ACTION ITEM: Look through the records below for the line holding "Find the green leafy". Write it out exactly, with each following line through the line holding "Find the chair".

[Stored items]
- - - -
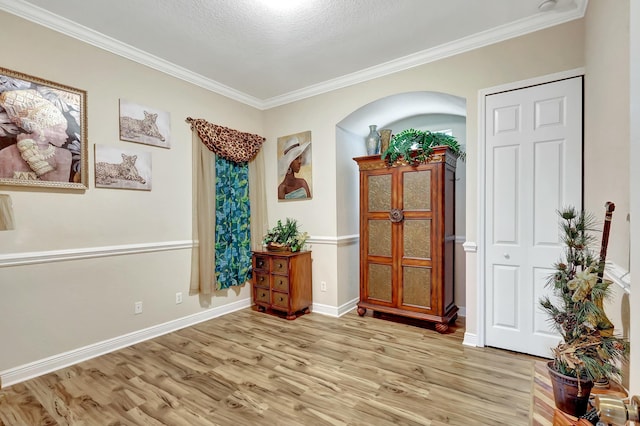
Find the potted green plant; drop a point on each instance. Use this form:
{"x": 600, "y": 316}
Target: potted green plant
{"x": 589, "y": 351}
{"x": 285, "y": 236}
{"x": 416, "y": 146}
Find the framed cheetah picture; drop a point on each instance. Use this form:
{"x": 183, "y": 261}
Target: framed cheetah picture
{"x": 43, "y": 133}
{"x": 122, "y": 168}
{"x": 145, "y": 125}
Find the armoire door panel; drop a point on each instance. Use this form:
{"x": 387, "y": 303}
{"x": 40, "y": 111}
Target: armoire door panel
{"x": 379, "y": 193}
{"x": 416, "y": 288}
{"x": 417, "y": 238}
{"x": 380, "y": 282}
{"x": 416, "y": 190}
{"x": 379, "y": 238}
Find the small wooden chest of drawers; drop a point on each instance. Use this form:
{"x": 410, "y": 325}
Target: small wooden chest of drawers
{"x": 282, "y": 281}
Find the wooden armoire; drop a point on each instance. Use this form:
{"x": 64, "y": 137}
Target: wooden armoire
{"x": 407, "y": 238}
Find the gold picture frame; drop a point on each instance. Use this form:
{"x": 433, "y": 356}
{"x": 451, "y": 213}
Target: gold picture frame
{"x": 43, "y": 133}
{"x": 295, "y": 167}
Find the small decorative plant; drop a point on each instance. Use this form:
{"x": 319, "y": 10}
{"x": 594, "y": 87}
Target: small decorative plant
{"x": 589, "y": 349}
{"x": 416, "y": 146}
{"x": 285, "y": 236}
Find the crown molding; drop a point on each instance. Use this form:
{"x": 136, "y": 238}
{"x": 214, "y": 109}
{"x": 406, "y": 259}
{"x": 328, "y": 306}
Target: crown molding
{"x": 72, "y": 29}
{"x": 485, "y": 38}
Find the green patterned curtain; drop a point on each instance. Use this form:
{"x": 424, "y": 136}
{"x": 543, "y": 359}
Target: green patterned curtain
{"x": 233, "y": 236}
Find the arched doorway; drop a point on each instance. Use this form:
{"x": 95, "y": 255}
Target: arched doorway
{"x": 433, "y": 111}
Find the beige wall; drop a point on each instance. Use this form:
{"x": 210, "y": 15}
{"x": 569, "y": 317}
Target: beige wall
{"x": 607, "y": 142}
{"x": 606, "y": 119}
{"x": 53, "y": 307}
{"x": 544, "y": 52}
{"x": 634, "y": 142}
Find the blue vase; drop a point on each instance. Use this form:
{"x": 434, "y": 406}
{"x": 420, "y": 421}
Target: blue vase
{"x": 372, "y": 141}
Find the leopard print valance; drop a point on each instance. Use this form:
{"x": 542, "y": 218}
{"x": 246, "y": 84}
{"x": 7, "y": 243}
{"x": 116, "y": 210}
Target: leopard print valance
{"x": 233, "y": 145}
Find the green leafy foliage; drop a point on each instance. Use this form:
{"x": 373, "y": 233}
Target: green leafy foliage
{"x": 589, "y": 349}
{"x": 286, "y": 235}
{"x": 416, "y": 146}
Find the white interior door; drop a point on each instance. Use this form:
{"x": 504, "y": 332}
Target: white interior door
{"x": 533, "y": 169}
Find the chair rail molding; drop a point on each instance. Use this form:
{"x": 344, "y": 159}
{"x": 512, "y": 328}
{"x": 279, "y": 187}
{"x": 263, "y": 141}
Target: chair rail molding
{"x": 35, "y": 257}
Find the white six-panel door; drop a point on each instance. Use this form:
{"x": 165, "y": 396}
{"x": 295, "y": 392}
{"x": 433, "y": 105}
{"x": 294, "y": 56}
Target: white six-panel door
{"x": 533, "y": 168}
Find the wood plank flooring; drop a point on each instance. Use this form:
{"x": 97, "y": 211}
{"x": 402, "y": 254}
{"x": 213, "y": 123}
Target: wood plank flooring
{"x": 252, "y": 368}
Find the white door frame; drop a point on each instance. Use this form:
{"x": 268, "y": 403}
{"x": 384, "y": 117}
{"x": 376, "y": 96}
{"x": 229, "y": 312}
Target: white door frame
{"x": 480, "y": 339}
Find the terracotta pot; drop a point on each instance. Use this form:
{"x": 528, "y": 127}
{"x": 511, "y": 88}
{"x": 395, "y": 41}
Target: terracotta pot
{"x": 565, "y": 392}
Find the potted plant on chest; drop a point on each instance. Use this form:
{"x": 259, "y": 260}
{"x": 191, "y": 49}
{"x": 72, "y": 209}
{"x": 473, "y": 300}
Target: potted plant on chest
{"x": 416, "y": 146}
{"x": 589, "y": 350}
{"x": 285, "y": 237}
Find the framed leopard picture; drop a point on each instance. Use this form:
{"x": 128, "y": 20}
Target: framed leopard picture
{"x": 122, "y": 168}
{"x": 144, "y": 124}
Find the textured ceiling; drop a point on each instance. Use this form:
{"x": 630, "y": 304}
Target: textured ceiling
{"x": 263, "y": 54}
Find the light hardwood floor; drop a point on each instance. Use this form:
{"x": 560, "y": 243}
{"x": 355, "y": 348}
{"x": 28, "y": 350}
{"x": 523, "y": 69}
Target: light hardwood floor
{"x": 252, "y": 368}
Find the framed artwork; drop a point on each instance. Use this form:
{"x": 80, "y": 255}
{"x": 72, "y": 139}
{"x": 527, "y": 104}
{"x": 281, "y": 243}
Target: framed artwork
{"x": 122, "y": 168}
{"x": 43, "y": 133}
{"x": 145, "y": 125}
{"x": 294, "y": 167}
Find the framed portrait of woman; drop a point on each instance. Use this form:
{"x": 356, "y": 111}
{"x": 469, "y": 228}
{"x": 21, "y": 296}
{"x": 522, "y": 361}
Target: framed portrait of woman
{"x": 43, "y": 134}
{"x": 294, "y": 167}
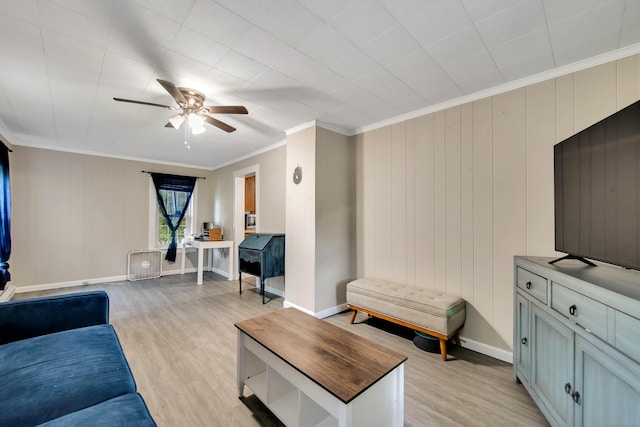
- - - -
FINISHED EXERCISE:
Find the green leafy foliage; drop a point on each instance. Use this form:
{"x": 373, "y": 233}
Target: green leafy foliage
{"x": 589, "y": 349}
{"x": 286, "y": 235}
{"x": 416, "y": 146}
Find the white interior door; drop a point on each instance. Use this form:
{"x": 504, "y": 332}
Target: white interior door
{"x": 533, "y": 169}
Find the chair rail molding; drop a point on each instance. Use this form:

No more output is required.